Hay ciudadanos a quienes
se les ha olvidado, por desidia de pura comodidad interesada, que la
Democracia es un modelo de organización social que persigue la
máxima de la equidad social, entendiendo el concepto de equidad no
tan solo como una práctica de dar a cada uno lo que se merece en
función de sus méritos particulares, sino fundamentado asimismo
sobre el principio de no favorecer en el trato a una persona en
perjuicio de otra. Contrariamente, dichos ciudadanos olvidadizos
conciben la Democracia, a la luz de sus actos (pues, por sus actos
los conoceréis), como una gran teta proveedora de privilegios
sociales a la que aferrarse a morro tal si de garrapatas chupadoras
se tratase. Una fotografía social, tan grotesca como de rabiosa
actualidad, que no tendría mayor relevancia si el grupo de dichos
ciudadanos que confunden la res publica como un beneficiable
para uso privado fuera insignificante, tal cual anécdota excepcional
que confirma la regla, y mucho menos si dicho grupo de ciudadanos no
perteneciese al colectivo político, es decir, a aquellos en cuyas
manos recae la potestad del gobierno de la Democracia.
Una muestra de tan
altruista vocación democrática por parte de nuestros políticos
contemporáneos puede observarse, sin lugar a dudas, en su actual
reticencia en algunos casos o en su negativa rotunda en la mayoría de
ellos (mírese la sede parlamentaria territorial que se mire), de
dejar de cobrar una parte o la totalidad de su salario como
servidores públicos, en un tiempo en el que sus señorías no
trabajan por causas de fuerza mayor ante las drásticas medidas de
contención sociales implementadas en la presente situación de
emergencia sanitaria nacional. Y cuyos improductivos recursos
económicos (pues no retribuyen ningún trabajo en activo),
considerados en estos precisos momentos como sumamente preciados por
imperiosa necesidad social, podrían destinarse a ayudar a combatir
la lucha feroz que el país afronta contra la pandemia del
coronavirus. Pero aún y así, como si el problema no fuera con
ellos, la acomodada clase política con rentas propias de príncipes,
miran hacia otro lado en un país en el que el 56% de la población ya no
llegaba a fin de mes antes de la crisis pandémica. Una desvergonzante
falta de pudor democrático y de sensibilidad de ética social que
destaca de manera insultante, por simple contraste de realidades,
respecto a los sacrificios personales que el resto de conciudadanos
se ve obligado a hacer en un estado de subsistencia doméstica bajo
el perentorio decreto gubernamental de “hibernación económica”

________________________________________

Instrucciones de trabajo:
Conteste estas preguntas sobre el texto de lectura:
1. Además de dar a cada uno lo que se merece según sus méritos, ¿sobre qué principio se fundamenta el concepto de equidad?
2. ¿A qué se compara a los ciudadanos olvidadizos que se aferran a la Democracia?
3. ¿Qué porcentaje de la población no llegaba a fin de mes antes de la crisis pandémica?

Extracto de datos:
________________________________________

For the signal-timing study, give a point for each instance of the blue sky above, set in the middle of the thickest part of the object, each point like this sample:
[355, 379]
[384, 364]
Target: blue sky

________________________________________

Solución desarrollada:
1. Sobre el principio de no favorecer en el trato a una persona en perjuicio de otra.
2. A garrapatas chupadoras.
3. El 56%.